Questions:
[1] Set down, word for word, everything in the northern giraffe passage from "Often mistaken with" down to "to 5 in long.".
[2] According to the northern giraffe passage, around when did northern giraffes become extinct in Morocco, Libya and Egypt?

Often mistaken with the southern giraffe, the northern giraffe differs by the shape and size of the two distinctive horn-like protuberances known as ossicones on its forehead; they are longer and larger than those of southern giraffe. Male northern giraffes have a third cylindrical ossicone in the center of the head just above the eyes, ranging from 3 to 5 in long.

==Distribution and habitat==
Northern giraffes live in savannahs, shrublands, and woodlands. After numerous local extinctions, northern giraffes are the least numerous giraffe species, and the most endangered. In East Africa, Nubian giraffes are mostly found in Kenya, Uganda and southwestern Ethiopia, and South Sudan. in Uganda the Uganda Wildlife Authority aided by the Giraffe Conservation Foundation, have moved Nubian giraffes to Kidepo National Park to reinforce and secure the population there, reintroduced Nubian giraffes to Pian Upe Wildlife Reserve, moved them to the south side of the Nile in Murchison Falls National Park, and introduced them to Lake Mburo National Park. In Central Africa, there are almost 2,400 Kordofan giraffes in the Central African Republic, Chad, Cameroon and a small but growing population in Garamba National Park in northeastern Democratic Republic of the Congo. Once widespread in West Africa, just one population of a few hundred West African giraffes was confined to the Dosso Reserve of Kouré and surrounding area known as the Giraffe Zone in Niger, in 2018, eight giraffes were reintroduced to the Gadabedji Reserve in central Niger, by the Giraffe Conservation Foundation and Sahara Conservation Fund, a further four were moved in 2022, a dangerous undertaking, given the dire security situation in the Kouré Region, this has created a second population of West African giraffes. They are isolated in South Sudan, Kenya, Chad and Niger. They commonly live both in and outside of protected areas.

The earliest ranges of the Northern giraffes were in Chad during the late Pliocene. Once abundant in North Africa, they lived in Algeria from the early Pleistocene during the Quaternary period. They lived in Morocco, Libya and Egypt until their extinction there around AD 600, as the drying climate of the Sahara made conditions impossible for giraffes. Giraffe bones and fossils have been found across these countries.

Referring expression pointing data
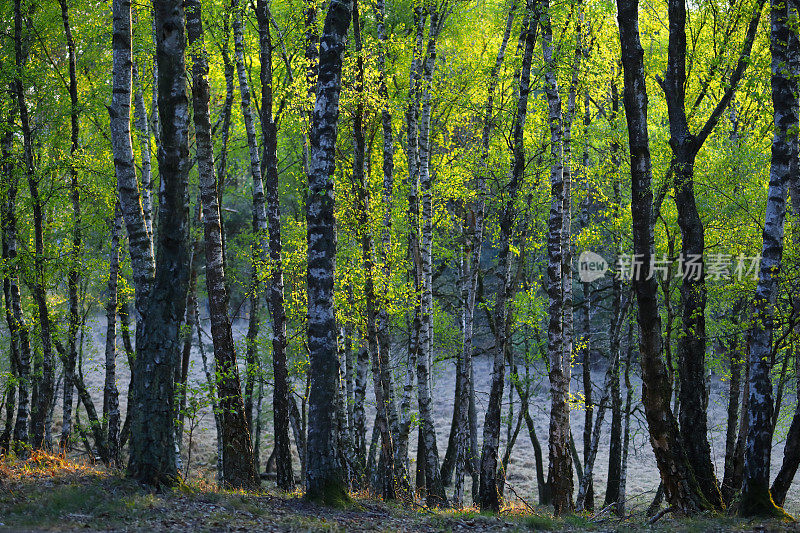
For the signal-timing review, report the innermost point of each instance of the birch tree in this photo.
(756, 498)
(153, 447)
(237, 452)
(489, 494)
(324, 481)
(679, 484)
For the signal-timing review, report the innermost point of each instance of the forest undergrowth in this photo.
(49, 493)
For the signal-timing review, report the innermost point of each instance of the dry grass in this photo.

Responses to the tasks:
[1]
Often mistaken with the southern giraffe, the northern giraffe differs by the shape and size of the two distinctive horn-like protuberances known as ossicones on its forehead; they are longer and larger than those of southern giraffe. Male northern giraffes have a third cylindrical ossicone in the center of the head just above the eyes, ranging from 3 to 5 in long.

[2] Around AD 600.